Problem details.
Write out these items verbatim, starting at the line that contains "Point to the glass table" and continuing through the last line of the items below.
======== Given data ========
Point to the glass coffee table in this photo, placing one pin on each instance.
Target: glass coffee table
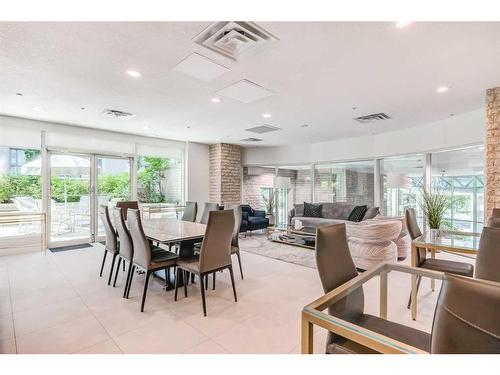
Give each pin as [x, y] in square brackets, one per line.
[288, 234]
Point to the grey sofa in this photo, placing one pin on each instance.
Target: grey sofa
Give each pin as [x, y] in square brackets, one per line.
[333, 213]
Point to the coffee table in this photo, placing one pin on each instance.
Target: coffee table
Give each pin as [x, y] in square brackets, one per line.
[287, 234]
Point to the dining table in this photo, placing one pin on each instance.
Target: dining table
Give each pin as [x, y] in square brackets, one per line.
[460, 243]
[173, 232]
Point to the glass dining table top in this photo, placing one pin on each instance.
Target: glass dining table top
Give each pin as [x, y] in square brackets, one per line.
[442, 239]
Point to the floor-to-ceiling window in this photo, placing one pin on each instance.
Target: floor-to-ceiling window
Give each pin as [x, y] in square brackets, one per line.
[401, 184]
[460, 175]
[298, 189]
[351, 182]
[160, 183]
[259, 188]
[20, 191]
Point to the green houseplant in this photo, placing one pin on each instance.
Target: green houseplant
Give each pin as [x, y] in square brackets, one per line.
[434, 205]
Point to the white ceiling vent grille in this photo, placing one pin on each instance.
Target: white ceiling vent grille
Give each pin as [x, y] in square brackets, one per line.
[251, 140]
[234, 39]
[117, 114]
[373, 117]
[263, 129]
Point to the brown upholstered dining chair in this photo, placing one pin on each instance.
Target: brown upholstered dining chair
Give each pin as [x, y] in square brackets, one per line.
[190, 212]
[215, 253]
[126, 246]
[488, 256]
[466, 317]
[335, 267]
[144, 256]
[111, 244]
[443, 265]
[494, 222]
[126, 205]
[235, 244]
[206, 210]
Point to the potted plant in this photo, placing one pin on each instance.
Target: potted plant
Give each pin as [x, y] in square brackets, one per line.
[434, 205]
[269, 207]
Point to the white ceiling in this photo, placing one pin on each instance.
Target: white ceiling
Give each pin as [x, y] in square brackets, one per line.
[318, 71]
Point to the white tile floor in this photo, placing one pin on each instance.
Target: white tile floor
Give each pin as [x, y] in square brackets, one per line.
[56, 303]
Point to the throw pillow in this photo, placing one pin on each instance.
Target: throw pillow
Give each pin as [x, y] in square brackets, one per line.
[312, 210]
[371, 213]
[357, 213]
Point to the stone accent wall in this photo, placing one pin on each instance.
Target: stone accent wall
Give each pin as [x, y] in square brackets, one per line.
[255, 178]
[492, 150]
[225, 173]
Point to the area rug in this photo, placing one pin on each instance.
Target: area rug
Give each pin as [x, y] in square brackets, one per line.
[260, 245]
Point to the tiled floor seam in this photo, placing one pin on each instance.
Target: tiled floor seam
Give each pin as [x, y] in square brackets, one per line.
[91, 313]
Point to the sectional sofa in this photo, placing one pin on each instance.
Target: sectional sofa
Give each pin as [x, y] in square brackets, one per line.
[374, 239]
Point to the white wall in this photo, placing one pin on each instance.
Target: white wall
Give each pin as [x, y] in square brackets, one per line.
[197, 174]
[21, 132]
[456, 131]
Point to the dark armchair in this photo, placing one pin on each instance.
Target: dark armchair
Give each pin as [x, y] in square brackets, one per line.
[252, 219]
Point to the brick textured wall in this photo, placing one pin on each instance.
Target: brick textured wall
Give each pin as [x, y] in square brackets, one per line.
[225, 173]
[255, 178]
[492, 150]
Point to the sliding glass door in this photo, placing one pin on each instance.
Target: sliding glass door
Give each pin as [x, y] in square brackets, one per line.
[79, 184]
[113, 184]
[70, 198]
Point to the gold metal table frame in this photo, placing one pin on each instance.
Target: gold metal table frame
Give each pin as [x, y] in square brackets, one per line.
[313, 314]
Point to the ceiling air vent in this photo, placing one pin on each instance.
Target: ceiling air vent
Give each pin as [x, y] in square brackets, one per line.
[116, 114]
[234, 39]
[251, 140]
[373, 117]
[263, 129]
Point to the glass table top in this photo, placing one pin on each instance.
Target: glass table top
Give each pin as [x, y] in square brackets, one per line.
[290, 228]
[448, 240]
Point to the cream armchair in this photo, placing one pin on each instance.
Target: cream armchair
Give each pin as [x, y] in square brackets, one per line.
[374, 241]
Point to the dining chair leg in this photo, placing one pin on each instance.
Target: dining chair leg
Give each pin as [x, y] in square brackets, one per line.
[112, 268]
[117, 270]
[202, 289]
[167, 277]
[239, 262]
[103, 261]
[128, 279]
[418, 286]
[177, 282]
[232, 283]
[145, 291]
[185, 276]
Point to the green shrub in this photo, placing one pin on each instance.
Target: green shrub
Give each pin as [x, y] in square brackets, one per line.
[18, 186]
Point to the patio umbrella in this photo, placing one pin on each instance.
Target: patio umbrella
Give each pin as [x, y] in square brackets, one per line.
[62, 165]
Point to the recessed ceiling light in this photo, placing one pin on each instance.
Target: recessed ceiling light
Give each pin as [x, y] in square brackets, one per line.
========
Answer to this problem.
Point to the glass table top in this photo, placing one pin on each instance.
Target: glass table top
Give each pin as [x, y] in square brackets, one per line.
[290, 228]
[448, 240]
Point to the cream armchair in this photo, placing one pin on each instance.
Target: cream armchair
Give each pin as [x, y] in square brackets, one per line.
[374, 241]
Point to the dining chair leg in this photo, placing one pin on each instance.
Target: dining chair leg
Give each pin as [x, y] in square brackets, one per line.
[112, 268]
[117, 270]
[202, 289]
[167, 277]
[239, 262]
[103, 261]
[128, 279]
[418, 286]
[177, 282]
[232, 283]
[145, 291]
[185, 276]
Point to the green shrub in this photo, placing one pin on each instance.
Target: green shrub
Give each pin as [x, y] in square brackets, one per line.
[18, 186]
Point to the patio umbrella in this photo, placing one pin on each instance.
Target: patio umbrella
Give each pin as [x, y] in square brackets, one per line.
[62, 165]
Point to the recessed ceiling light in this photo, placing one pin on each instance.
Target: recessed ceiling light
Give each pin as [x, y] in square brackets, one per line.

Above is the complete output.